→ **Documenttekst**:

De activiteiten in deze rubriek hebben als doelstelling de coördinatie te versterken en een coherente ontwikkeling te ondersteunen van beleid en activiteiten inzake onderzoek en stimulering van innovatie in Europa.

Motivering van de inspanning en Europese toegevoegde waarde

De totstandbrenging van de Europese onderzoeksruimte is eerst en vooral gebaseerd op de verbetering van de samenhang en de coördinatie van de activiteiten en het beleid inzake onderzoek en innovatie op nationaal, regionaal en Europees niveau. De maatregelen van de Gemeenschap kunnen de inspanningen in die richting helpen bevorderen, en op het gebied van informatie, kennis en analyse de basis leggen die onontbeerlijk is om dit project tot een goed einde te brengen.

Overwogen activiteiten

A. Er zullen, op basis van een bottom-up-aanpak, coördinatieactiviteiten worden uitgevoerd op alle gebieden van wetenschap en technologie, in sectoren zoals:

a) gezondheid: de gezondheid van bepaalde doelgroepen in de bevolking; ernstige ziekten en aandoeningen (bv. kanker, diabetes en met diabetes verband houdende aandoeningen, degeneratieve ziekten van het zenuwstelsel, psychiatrische aandoeningen, hart- en vaatziekten, hepatitis, allergieën, achteruitgang van het gezichtsvermogen), zeldzame ziekten; alternatieve of niet-conventionele geneeswijzen; en ernstige ziekten die samenhangen met armoede in ontwikkelingslanden; de betreffende activiteiten zullen worden uitgevoerd door middel van, bijvoorbeeld, coördinatie van onderzoek en vergelijkende studies, ontwikkeling van Europese databases en interdisciplinaire netwerken, uitwisseling van klinische praktijken en coördinatie van klinische proeven;

b) biotechnologie: toepassingen die geen verband houden met gezondheid of voedsel;

c) milieu: stedelijk milieu (inclusief duurzame stadsontwikkeling en cultureel erfgoed); marien milieu en land-/bodembeheer, risico van aardbevingen;

d) energie: krachtcentrales van een nieuwe generatie ("near-zero-emission"), opslag, transport en distributie van energie.

→ **Jouw opdrachten**:
1. Hoe luidt deze zin uit de documenttekst in het Engels: "De activiteiten in deze rubriek hebben als doelstelling de coördinatie te versterken en een coherente ontwikkeling te ondersteunen van beleid en activiteiten inzake onderzoek en stimulering van innovatie in Europa."?
2. Kloppen de volgende uitspraken volgens de documenttekst? Antwoord per uitspraak met ja of nee en citeer de woorden die de doorslag geven. (a) De activiteiten op het gebied van biotechnologie omvatten ook toepassingen voor voedsel. (b) Het risico van aardbevingen valt onder de sector milieu. (c) De coördinatieactiviteiten worden uitgevoerd volgens een bottom-up-aanpak.

→ **Fragmenten uit rijen**:
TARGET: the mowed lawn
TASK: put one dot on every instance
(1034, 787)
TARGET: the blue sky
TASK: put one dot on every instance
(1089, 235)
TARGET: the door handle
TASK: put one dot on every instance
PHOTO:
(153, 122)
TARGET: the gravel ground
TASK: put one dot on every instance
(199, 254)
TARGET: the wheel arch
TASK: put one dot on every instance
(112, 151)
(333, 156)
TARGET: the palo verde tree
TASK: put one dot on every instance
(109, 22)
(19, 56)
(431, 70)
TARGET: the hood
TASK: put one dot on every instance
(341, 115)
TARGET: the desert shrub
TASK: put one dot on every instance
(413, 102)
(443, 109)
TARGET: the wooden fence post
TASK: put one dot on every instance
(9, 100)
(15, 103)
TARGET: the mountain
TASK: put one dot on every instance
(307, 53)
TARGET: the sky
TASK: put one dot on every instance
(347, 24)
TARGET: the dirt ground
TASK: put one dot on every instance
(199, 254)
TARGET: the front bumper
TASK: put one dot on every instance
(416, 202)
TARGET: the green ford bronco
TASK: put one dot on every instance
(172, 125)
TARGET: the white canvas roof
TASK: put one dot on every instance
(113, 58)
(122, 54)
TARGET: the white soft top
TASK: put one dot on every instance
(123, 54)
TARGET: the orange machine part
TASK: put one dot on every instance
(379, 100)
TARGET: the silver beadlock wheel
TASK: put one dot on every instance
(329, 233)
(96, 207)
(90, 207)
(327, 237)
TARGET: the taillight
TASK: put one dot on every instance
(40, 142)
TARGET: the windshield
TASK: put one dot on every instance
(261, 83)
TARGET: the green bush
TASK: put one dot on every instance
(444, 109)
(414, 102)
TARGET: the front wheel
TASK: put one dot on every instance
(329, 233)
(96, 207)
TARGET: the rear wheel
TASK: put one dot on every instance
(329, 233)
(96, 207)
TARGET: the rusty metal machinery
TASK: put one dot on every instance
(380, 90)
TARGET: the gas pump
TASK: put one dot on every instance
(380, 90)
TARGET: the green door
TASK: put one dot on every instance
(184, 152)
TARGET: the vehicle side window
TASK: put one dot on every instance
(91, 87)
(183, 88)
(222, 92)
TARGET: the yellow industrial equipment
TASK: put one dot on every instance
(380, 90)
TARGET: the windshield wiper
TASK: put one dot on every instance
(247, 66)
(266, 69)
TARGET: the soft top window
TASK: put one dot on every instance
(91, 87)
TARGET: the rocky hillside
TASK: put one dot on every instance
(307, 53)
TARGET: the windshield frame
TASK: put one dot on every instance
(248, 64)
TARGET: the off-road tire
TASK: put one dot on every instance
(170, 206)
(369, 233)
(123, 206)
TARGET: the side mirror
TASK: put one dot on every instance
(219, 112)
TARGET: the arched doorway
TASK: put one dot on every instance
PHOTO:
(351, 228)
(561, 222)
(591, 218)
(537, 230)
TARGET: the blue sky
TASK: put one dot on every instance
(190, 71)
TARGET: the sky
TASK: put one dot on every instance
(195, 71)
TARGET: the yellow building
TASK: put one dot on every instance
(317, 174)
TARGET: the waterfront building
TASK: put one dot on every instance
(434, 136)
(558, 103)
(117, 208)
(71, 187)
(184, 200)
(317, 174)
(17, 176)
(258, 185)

→ **Resultaten op volgorde**:
1. The activities under this heading aim to strengthen coordination and to support the coherent development of policies and activities concerning research and the stimulation of innovation in Europe.

2.
(a) Nee: "toepassingen die geen verband houden met gezondheid of voedsel".
(b) Ja: "risico van aardbevingen".
(c) Ja: "op basis van een bottom-up-aanpak".